§ **Exercise brief**
Could you output each line of the data that follows exactly?

§ **Records of labeled points**
___

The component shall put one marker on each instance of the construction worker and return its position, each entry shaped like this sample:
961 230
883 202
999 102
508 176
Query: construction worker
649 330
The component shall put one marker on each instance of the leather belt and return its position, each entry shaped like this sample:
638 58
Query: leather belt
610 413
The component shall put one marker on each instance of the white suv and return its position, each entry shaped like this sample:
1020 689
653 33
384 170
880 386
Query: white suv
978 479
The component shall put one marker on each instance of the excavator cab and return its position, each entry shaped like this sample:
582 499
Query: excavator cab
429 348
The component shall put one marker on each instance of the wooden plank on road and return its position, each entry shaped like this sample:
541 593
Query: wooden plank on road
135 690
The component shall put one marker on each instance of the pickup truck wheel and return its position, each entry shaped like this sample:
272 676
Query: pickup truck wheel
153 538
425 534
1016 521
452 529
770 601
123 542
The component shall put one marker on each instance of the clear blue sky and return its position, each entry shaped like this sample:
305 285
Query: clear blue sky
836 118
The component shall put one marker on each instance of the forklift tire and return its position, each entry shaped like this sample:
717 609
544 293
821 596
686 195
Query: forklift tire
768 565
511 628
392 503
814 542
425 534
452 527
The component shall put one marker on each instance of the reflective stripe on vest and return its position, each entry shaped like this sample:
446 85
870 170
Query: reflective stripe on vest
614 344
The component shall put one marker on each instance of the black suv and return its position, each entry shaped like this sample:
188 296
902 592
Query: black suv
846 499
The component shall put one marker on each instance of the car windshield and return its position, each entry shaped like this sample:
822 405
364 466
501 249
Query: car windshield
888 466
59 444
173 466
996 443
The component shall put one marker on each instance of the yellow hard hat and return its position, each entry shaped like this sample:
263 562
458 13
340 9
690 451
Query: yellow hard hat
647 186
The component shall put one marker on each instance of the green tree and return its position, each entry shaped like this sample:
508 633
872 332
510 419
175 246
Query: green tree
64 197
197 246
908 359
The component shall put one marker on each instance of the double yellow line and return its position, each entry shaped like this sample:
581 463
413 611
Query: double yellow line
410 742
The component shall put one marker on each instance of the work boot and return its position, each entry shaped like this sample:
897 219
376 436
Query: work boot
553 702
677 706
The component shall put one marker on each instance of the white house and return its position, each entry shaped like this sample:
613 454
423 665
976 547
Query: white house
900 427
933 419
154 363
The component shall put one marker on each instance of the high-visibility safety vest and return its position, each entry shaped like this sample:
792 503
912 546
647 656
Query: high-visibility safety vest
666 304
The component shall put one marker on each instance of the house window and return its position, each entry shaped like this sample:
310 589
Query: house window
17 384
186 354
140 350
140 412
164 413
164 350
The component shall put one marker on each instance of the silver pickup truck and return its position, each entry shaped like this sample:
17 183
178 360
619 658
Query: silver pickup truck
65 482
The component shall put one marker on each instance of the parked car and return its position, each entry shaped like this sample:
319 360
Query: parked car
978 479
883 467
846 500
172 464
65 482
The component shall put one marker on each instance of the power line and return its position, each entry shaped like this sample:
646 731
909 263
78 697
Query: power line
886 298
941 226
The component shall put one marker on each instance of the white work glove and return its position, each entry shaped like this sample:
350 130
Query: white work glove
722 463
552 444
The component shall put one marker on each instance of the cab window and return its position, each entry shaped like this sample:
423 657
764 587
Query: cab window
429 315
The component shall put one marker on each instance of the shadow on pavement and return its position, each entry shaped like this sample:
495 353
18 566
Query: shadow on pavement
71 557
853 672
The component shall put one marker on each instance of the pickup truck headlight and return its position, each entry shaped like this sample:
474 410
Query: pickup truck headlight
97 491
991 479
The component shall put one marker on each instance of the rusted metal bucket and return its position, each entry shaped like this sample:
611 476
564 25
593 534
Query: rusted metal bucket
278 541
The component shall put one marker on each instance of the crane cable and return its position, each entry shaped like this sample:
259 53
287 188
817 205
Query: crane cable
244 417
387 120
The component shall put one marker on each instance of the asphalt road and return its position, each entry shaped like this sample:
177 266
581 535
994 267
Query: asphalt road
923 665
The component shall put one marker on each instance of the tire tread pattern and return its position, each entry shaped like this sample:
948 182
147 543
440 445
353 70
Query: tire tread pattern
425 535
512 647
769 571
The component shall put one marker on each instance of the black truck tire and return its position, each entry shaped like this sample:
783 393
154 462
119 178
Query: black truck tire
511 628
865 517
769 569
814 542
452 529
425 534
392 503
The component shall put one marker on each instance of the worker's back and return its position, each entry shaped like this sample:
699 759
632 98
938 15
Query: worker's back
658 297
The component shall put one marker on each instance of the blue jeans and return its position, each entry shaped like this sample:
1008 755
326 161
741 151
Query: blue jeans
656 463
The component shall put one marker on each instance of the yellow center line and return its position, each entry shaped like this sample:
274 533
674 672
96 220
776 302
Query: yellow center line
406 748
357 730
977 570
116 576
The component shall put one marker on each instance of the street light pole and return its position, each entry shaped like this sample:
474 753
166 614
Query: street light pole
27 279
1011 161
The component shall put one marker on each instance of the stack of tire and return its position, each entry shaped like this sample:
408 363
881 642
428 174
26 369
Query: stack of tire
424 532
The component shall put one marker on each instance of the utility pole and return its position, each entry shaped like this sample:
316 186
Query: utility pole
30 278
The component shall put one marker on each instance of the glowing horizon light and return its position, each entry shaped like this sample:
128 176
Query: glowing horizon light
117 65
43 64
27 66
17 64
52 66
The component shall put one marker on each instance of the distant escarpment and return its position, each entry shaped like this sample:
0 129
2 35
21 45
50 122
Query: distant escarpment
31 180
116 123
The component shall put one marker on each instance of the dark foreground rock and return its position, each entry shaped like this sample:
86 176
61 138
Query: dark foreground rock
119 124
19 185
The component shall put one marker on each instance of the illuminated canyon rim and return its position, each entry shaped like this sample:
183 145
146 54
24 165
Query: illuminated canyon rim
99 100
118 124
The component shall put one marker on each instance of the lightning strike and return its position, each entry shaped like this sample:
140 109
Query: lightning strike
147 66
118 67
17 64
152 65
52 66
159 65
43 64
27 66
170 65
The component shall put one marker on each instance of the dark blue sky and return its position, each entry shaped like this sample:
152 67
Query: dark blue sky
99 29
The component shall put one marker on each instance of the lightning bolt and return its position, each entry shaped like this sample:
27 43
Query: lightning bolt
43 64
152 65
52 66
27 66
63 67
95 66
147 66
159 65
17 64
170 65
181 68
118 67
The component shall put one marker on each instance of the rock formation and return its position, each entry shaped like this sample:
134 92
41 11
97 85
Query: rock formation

___

§ **Full output**
The component shall put one marker on each instance of the construction worker and return its position, each entry shaped like this sample:
961 230
883 202
999 102
508 176
Query: construction worker
649 330
The component shall put one marker on each instance of the leather belt and return its position, each entry shaped like this sample:
638 58
Query: leather belt
610 413
The component shall put one marker on each instance of the white suv and return its position, each entry shaped like this sample:
1020 689
653 33
384 170
880 386
Query: white suv
978 479
The component shall put one marker on each instance of the excavator cab and return its position, each entry shaped like this sample:
582 499
Query: excavator cab
429 348
The component shall put one marker on each instance of the wooden plank on road and return its position, each entry shaped like this sample:
541 593
Query: wooden plank on road
135 690
The component shall put one marker on each instance of the pickup truck wheel and return its position, each entry shaped like this sample:
272 676
Query: pickup truck wheel
153 538
425 534
1016 521
452 529
770 601
123 542
The component shall put one marker on each instance of the clear blue sky and return its position, each entry shaped like this sample:
305 285
Query: clear blue sky
836 118
The component shall put one marker on each instance of the forklift tire and return its position, each entry shaped like this sample:
717 609
544 293
821 596
686 195
Query: forklift tire
768 565
511 628
392 503
814 542
425 534
452 527
The component shall put one marker on each instance of the reflective stripe on vest and return its position, each entry shaped like this sample:
446 85
870 170
Query: reflective stripe on vest
614 344
The component shall put one marker on each instance of the black suv and return its position, each entry shaped like this sample:
188 296
902 592
Query: black suv
846 499
The component shall put one marker on each instance of the car windshield and return its position, each entry shaped like this sample:
822 405
364 466
501 249
Query: car windshield
888 466
59 444
173 466
996 443
The component shall put one marker on each instance of the yellow hard hat and return its position, each entry shaped like this sample:
263 562
458 13
340 9
690 451
Query: yellow hard hat
647 186
The component shall put one marker on each instance of the green tree and return its position, each entry shaped like this sample:
508 633
872 332
510 419
175 246
Query: green tree
64 197
197 246
908 359
The component shall put one marker on each instance of the double yellow line and return its position, each entry shaped like this sample:
581 463
413 611
Query: double yellow line
410 742
The component shall put one marker on each instance of the work boot and return its position, each entry shaped like this sample:
897 219
376 436
Query: work boot
553 702
677 706
The component shall put one marker on each instance of the white house and return its position, each entry shaped like this sample:
613 454
423 665
976 547
Query: white house
900 427
933 419
154 363
The component shall put one marker on each instance of the high-visibility safety vest and return its position, each entry shaped like this sample:
792 503
912 546
647 656
Query: high-visibility safety vest
666 304
The component shall put one marker on each instance of the house window and return its position, each entry shaped like this sample:
310 589
Query: house window
17 384
186 354
140 350
140 412
164 413
164 350
The component shall put one marker on each instance of the silver pickup truck and return its position, each entry shaped like this sample:
17 183
178 360
619 658
Query: silver pickup truck
65 482
The component shall put one marker on each instance of the parked car and return its position, each entry shaped like this sample:
319 360
Query: parked car
978 479
883 467
846 500
172 464
65 482
The component shall put one marker on each instance of the power line and return its position, each entry shaped like this sample:
646 731
909 263
78 697
Query: power line
886 298
941 226
The component shall put one marker on each instance of the white work glove and return its position, each entry shaped like this sample:
350 130
Query: white work glove
722 463
552 444
The component shall put one marker on each instance of the cab window and return its position, each entry shaped like this sample:
423 657
764 587
Query: cab window
429 315
The component shall put one marker on each instance of the shadow on pavement and return its position, each entry shaped like this sample:
495 353
18 566
Query: shadow on pavement
71 557
853 672
The component shall put one marker on each instance of the pickup truck headlight and return its position, each entry shaped like this sample:
474 410
Query: pickup truck headlight
97 491
991 479
The component shall put one marker on each instance of the rusted metal bucket and return its position, each entry shaped like this sample:
611 476
564 25
593 534
Query: rusted metal bucket
278 541
The component shall put one marker on each instance of the crane cable and return its position, each entry shaped like this sample:
259 53
287 188
817 205
Query: crane cable
244 417
387 120
The component shall put one marker on each instance of the asphalt road and return its position, each entry shaped like this sample:
177 266
581 535
994 267
Query: asphalt road
923 665
The component shall put one marker on each instance of the tire tread pattern and return its position, each entry shaped like this sample:
948 182
147 543
440 445
353 70
Query: tire tread pattern
425 535
512 647
769 571
The component shall put one marker on each instance of the black truck tire and return its position, each entry shaped like this sample:
783 393
154 462
119 178
Query: black truck tire
511 628
865 517
769 569
814 542
452 529
425 534
392 503
The component shall put one marker on each instance of the worker's back and return its position, each entry shaped like this sample:
699 759
632 98
938 15
Query: worker's back
658 297
The component shall put one marker on each instance of the blue jeans and return its position, each entry shaped like this sample:
1008 755
326 161
741 151
Query: blue jeans
656 463
The component shall put one marker on each instance of the yellow center line and return its position, each entry shaped like this sample:
274 533
674 672
96 220
776 302
Query: yellow center line
406 748
357 730
977 570
116 576
The component shall put one marker on each instance of the street light pole and return its position, each entry shaped like this sample:
474 753
166 614
Query: street light pole
27 279
1011 161
The component shall put one marker on each instance of the stack of tire and return its position, each entry shaped like this sample:
408 363
881 642
428 174
26 369
Query: stack of tire
424 532
The component shall put one marker on each instance of the utility pole and return its position, each entry shaped like this sample:
316 186
Query: utility pole
30 278
The component shall put one marker on each instance of the glowing horizon light and return its position, each entry shaped like this sample:
128 176
Query: glowing horizon light
117 65
43 64
27 66
17 64
52 66
The component shall put one marker on each instance of the distant escarpment and return its position, each entry shaped like this sample:
0 129
2 35
21 45
50 122
Query: distant escarpment
31 180
116 123
The component shall put one marker on each instance of the dark foreground rock and return its position, each entry shaped like this sample:
86 176
61 138
Query: dark foreground rock
119 124
19 185
The component shall put one marker on each instance of the illuminated canyon rim and return its position, each entry shaped like this sample:
183 145
146 54
24 165
Query: illuminated canyon rim
99 100
118 124
The component shall put one marker on each instance of the lightning strike and return its position, each entry shaped like this sample:
140 109
Query: lightning strike
147 66
118 67
17 64
152 65
52 66
159 65
43 64
27 66
170 65
The component shall put one marker on each instance of the dark blue sky and return its position, each entry shaped like this sample:
152 67
Query: dark blue sky
99 29
The component shall put one marker on each instance of the lightning bolt and return its position, each entry shaped like this sample:
27 43
Query: lightning bolt
43 64
152 65
52 66
27 66
63 67
95 66
147 66
159 65
17 64
170 65
181 68
118 67
The component shall put one marker on each instance of the rock formation and return its position, each entry shaped like this sample:
134 92
41 11
97 85
Query: rock formation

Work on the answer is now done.